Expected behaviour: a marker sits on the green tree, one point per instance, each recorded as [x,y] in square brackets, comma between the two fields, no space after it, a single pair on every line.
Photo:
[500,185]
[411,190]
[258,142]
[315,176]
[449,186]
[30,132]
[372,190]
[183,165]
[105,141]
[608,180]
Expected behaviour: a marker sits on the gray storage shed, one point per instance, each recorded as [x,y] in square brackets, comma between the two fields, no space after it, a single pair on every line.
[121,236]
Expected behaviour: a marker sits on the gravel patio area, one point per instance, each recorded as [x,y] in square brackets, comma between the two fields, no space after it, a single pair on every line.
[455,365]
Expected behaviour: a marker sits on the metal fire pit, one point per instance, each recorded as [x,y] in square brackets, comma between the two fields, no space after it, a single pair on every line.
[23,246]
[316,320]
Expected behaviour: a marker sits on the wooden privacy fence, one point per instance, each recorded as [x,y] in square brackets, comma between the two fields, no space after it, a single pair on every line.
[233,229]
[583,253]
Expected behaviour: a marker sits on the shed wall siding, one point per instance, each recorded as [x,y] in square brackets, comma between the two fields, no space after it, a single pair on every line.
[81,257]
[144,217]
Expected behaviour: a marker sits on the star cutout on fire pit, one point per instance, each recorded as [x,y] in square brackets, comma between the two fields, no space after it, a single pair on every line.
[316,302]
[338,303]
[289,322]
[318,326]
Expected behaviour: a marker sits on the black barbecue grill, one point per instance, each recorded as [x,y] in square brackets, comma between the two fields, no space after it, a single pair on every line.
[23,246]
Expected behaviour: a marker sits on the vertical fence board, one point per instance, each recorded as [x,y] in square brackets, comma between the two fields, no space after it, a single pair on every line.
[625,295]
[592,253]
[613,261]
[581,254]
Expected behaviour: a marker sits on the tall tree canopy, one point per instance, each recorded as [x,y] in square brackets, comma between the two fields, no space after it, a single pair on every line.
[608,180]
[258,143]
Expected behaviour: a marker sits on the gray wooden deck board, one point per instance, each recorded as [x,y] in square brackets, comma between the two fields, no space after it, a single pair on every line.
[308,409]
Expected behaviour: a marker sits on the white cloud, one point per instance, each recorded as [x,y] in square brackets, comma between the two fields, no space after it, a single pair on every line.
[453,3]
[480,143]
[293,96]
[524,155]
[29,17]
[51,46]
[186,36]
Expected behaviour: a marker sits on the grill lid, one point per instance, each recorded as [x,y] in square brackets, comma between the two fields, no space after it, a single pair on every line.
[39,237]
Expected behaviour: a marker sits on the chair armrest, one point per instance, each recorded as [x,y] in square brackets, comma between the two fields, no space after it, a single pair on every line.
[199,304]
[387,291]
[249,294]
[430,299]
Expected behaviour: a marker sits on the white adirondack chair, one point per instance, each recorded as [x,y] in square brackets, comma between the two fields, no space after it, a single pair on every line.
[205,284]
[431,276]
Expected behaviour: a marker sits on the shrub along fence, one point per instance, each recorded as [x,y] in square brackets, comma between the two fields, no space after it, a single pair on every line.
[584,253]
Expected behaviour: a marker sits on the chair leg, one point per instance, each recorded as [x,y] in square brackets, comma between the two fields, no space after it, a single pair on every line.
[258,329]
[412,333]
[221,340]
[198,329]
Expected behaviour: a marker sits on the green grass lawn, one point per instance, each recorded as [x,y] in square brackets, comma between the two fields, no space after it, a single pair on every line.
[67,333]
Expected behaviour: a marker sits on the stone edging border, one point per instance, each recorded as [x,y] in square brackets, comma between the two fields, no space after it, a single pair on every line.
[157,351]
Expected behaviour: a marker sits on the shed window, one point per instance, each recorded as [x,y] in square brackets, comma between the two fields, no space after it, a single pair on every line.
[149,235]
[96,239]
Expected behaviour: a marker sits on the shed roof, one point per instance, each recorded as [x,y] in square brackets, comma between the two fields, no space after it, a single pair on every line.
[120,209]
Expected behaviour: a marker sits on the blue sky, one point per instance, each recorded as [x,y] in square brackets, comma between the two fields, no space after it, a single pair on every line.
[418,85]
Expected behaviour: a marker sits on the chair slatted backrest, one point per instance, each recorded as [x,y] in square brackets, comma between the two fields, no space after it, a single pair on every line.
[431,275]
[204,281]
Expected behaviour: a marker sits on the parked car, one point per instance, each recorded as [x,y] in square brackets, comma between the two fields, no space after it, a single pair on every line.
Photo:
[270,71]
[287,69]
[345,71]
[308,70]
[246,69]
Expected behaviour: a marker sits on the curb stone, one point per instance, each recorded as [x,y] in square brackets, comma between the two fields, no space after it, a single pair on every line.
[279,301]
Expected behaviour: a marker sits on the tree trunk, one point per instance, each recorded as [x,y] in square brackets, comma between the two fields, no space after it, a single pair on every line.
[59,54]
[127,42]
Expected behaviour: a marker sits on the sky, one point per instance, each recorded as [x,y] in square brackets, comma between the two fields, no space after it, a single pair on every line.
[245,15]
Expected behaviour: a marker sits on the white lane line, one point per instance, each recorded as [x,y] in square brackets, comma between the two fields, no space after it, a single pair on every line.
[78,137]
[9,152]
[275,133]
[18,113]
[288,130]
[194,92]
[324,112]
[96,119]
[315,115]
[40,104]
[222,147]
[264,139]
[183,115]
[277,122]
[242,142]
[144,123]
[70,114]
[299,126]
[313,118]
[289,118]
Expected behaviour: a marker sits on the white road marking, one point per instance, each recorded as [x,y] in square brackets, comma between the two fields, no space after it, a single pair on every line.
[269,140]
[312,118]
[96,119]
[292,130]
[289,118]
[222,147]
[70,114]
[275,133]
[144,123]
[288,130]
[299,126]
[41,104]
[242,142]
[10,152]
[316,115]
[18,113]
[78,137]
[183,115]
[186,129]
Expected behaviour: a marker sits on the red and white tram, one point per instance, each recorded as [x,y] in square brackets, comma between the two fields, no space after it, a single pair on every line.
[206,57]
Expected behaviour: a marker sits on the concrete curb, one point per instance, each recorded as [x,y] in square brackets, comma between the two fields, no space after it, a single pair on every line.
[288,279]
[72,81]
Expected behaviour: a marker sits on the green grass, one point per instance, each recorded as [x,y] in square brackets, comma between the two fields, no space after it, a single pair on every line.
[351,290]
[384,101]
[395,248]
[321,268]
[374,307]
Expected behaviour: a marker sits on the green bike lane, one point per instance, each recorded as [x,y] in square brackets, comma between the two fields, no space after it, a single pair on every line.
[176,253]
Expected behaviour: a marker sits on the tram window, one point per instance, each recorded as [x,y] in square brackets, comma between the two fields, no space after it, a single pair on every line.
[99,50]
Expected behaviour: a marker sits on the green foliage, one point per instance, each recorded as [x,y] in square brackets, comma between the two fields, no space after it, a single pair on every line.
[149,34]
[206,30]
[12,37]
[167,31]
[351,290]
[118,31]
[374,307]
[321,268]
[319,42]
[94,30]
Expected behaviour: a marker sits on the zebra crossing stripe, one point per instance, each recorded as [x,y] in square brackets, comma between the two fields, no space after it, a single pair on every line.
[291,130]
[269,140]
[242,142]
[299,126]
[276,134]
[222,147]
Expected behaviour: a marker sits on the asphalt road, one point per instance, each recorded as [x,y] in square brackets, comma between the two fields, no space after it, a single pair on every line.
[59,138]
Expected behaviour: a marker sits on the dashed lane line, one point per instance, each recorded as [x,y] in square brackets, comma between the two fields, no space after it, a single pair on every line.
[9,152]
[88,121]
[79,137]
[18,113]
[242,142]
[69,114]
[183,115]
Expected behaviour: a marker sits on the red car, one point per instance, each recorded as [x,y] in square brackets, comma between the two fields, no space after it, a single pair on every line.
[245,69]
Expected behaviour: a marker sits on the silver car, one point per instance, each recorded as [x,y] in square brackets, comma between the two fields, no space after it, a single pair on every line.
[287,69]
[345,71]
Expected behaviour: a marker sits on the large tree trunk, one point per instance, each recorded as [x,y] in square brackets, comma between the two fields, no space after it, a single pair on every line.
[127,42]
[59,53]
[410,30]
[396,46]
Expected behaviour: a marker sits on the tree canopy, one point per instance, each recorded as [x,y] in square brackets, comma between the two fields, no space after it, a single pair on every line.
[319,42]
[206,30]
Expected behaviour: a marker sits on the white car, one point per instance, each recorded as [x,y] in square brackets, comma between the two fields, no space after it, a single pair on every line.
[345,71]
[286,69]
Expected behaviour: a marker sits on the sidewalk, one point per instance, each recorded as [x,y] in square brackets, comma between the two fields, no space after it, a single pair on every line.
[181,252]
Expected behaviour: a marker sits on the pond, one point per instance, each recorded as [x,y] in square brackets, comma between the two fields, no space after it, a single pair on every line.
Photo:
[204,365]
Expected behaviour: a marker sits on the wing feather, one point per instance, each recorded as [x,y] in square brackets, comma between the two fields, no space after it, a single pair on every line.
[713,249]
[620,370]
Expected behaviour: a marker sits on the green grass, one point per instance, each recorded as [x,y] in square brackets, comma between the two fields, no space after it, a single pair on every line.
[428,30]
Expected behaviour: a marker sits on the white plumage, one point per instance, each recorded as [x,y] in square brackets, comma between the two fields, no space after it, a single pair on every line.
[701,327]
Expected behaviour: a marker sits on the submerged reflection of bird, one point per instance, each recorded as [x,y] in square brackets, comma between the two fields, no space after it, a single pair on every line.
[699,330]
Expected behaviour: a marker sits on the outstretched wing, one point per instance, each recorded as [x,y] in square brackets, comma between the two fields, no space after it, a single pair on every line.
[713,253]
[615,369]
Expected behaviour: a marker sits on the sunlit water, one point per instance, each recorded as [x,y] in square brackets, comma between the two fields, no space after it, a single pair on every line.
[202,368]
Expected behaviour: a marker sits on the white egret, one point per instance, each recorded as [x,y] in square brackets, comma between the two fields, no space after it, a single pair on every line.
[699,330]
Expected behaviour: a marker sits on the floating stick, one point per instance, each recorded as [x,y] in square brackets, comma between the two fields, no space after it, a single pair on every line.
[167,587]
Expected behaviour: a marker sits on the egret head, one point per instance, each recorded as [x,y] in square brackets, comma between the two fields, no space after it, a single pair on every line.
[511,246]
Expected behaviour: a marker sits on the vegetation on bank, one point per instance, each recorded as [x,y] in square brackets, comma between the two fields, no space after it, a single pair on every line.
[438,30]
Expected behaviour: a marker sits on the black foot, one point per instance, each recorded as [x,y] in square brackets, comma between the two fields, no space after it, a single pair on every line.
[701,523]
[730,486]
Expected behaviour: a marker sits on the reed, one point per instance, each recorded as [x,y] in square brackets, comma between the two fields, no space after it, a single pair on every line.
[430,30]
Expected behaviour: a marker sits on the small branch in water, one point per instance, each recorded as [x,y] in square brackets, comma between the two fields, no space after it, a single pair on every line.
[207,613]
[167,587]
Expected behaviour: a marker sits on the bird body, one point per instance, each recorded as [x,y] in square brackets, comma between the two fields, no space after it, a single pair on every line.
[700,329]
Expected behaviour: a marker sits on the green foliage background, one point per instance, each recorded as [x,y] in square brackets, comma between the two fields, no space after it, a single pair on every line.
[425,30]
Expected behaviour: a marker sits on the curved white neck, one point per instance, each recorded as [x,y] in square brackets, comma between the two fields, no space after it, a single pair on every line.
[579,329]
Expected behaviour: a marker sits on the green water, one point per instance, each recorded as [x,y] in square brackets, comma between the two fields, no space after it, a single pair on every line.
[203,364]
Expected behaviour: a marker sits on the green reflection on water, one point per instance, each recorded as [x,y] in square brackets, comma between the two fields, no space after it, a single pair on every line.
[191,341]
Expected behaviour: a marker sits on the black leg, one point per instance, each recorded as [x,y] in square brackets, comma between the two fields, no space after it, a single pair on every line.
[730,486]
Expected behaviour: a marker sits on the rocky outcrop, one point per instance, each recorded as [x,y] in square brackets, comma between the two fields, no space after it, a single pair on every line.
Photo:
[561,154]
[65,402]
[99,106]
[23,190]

-=-=-=-=-

* YOUR TASK:
From the line containing "Expected behaviour: a marker sits on the curved" through the final line of the listing above, retype every line exactly; leave out everything else.

* RESULT FOR THIS TASK:
Expected behaviour: a marker sits on the curved white neck, one point per instance, each recorded as [x,y] in square brackets, comma between the two fields, no space after it, a single pair on every line.
[579,329]
Expected behaviour: a marker sits on the green water, one point per instance, each recorded as [x,y] in square brackets, comma between the two fields, no space after it, a single pair on every line.
[203,364]
Expected behaviour: a marker sits on the green reflection on water, one point per instance, each recorded as [x,y] in square brackets, comma between the two fields, no space after it, a single pair on every line.
[191,341]
Expected behaviour: a marker sits on the black leg, one point per instance, each recorded as [x,y] in square brackets, comma between the two fields, no space after it, a single pair on every line.
[730,486]
Expected behaviour: a marker sits on the rocky outcrop, one point per instance, each recorded as [x,y] in square brackets, comma between the two fields, no space after it, a single pair on every line.
Photo:
[561,154]
[65,402]
[99,106]
[23,190]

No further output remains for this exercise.